## Exercise description
Below are records that should be duplicated exactly, with no image retained.

[Collected data entries]
======

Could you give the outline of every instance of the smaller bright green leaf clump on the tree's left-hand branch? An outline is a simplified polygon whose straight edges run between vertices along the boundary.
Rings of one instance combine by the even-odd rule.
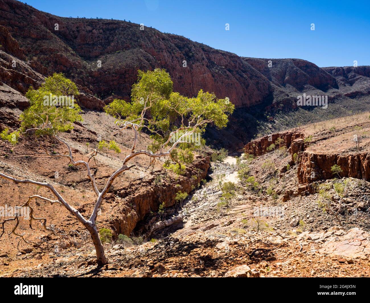
[[[39,128],[37,135],[55,135],[57,132],[64,132],[73,129],[75,121],[82,121],[79,114],[81,108],[75,103],[73,107],[59,105],[44,105],[44,97],[52,96],[76,96],[77,86],[63,74],[54,73],[47,77],[40,88],[33,87],[26,92],[30,100],[30,106],[20,115],[21,129],[26,131],[29,128]]]

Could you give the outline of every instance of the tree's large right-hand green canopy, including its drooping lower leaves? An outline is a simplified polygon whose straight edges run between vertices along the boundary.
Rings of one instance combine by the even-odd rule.
[[[104,110],[118,119],[118,125],[131,121],[139,124],[138,130],[147,128],[152,133],[152,142],[148,146],[152,153],[160,149],[162,151],[166,146],[169,148],[181,138],[170,154],[176,164],[166,162],[164,167],[183,174],[185,164],[194,160],[192,152],[198,147],[198,143],[205,142],[200,137],[197,137],[200,142],[191,142],[192,140],[188,139],[192,137],[189,136],[201,135],[207,123],[211,121],[216,127],[225,127],[228,114],[232,113],[235,107],[228,98],[217,99],[215,94],[209,92],[200,90],[196,97],[188,98],[173,92],[172,88],[171,77],[165,70],[139,70],[138,81],[132,85],[131,102],[115,99],[106,105]],[[145,117],[142,118],[141,115]],[[179,117],[181,125],[176,122]],[[185,134],[188,135],[184,137]]]

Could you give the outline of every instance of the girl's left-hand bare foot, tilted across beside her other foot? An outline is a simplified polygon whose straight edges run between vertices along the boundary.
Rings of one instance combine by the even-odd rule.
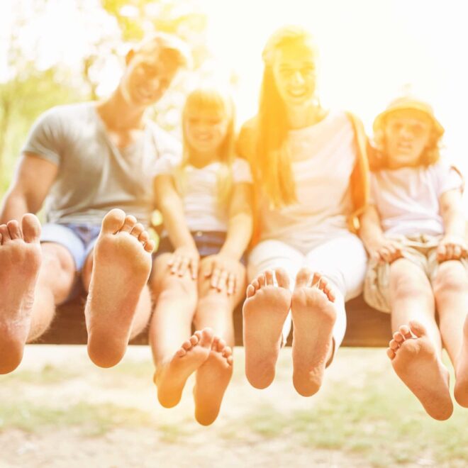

======

## Answer space
Could you give the outline of every instance of the smaller bright green leaf clump on the tree's left-hand branch? An outline is a simplified polygon whose straight edges run between vertices along the boundary.
Rings of one instance combine by the even-odd rule.
[[[39,128],[37,135],[55,135],[57,132],[64,132],[73,129],[75,121],[82,121],[79,114],[81,108],[75,103],[73,107],[59,105],[44,105],[44,97],[52,96],[76,96],[77,86],[63,74],[54,73],[47,77],[40,88],[33,87],[26,92],[30,100],[30,106],[20,115],[21,129],[26,131],[29,128]]]

Could you give the outline of every instance of the tree's large right-hand green canopy, including its drooping lower leaves? An outline is a simplified polygon whose straight edges run between vertices along the boundary.
Rings of one instance combine by the even-odd rule.
[[[104,110],[118,119],[118,125],[131,121],[139,124],[138,130],[147,128],[152,133],[152,142],[148,146],[152,153],[160,149],[162,151],[166,146],[169,148],[181,138],[170,154],[176,164],[166,162],[164,167],[183,174],[185,164],[194,160],[192,152],[198,147],[198,143],[205,142],[200,137],[197,137],[200,142],[191,142],[192,140],[188,139],[192,137],[189,136],[201,135],[207,123],[211,121],[216,127],[225,127],[228,114],[232,113],[235,107],[228,98],[217,99],[215,94],[209,92],[200,90],[196,97],[188,98],[173,92],[172,88],[171,77],[165,70],[139,70],[138,81],[132,85],[131,102],[115,99],[106,105]],[[145,117],[142,118],[141,115]],[[179,117],[181,125],[176,122]],[[185,134],[188,135],[184,137]]]

Could you give the outline of every instance of the girl's left-hand bare foot, tilted across beside her other foot? An outline is a simplified polygon whose straight edges run between vertices along the boundary.
Rings of one instance combine by the even-odd rule.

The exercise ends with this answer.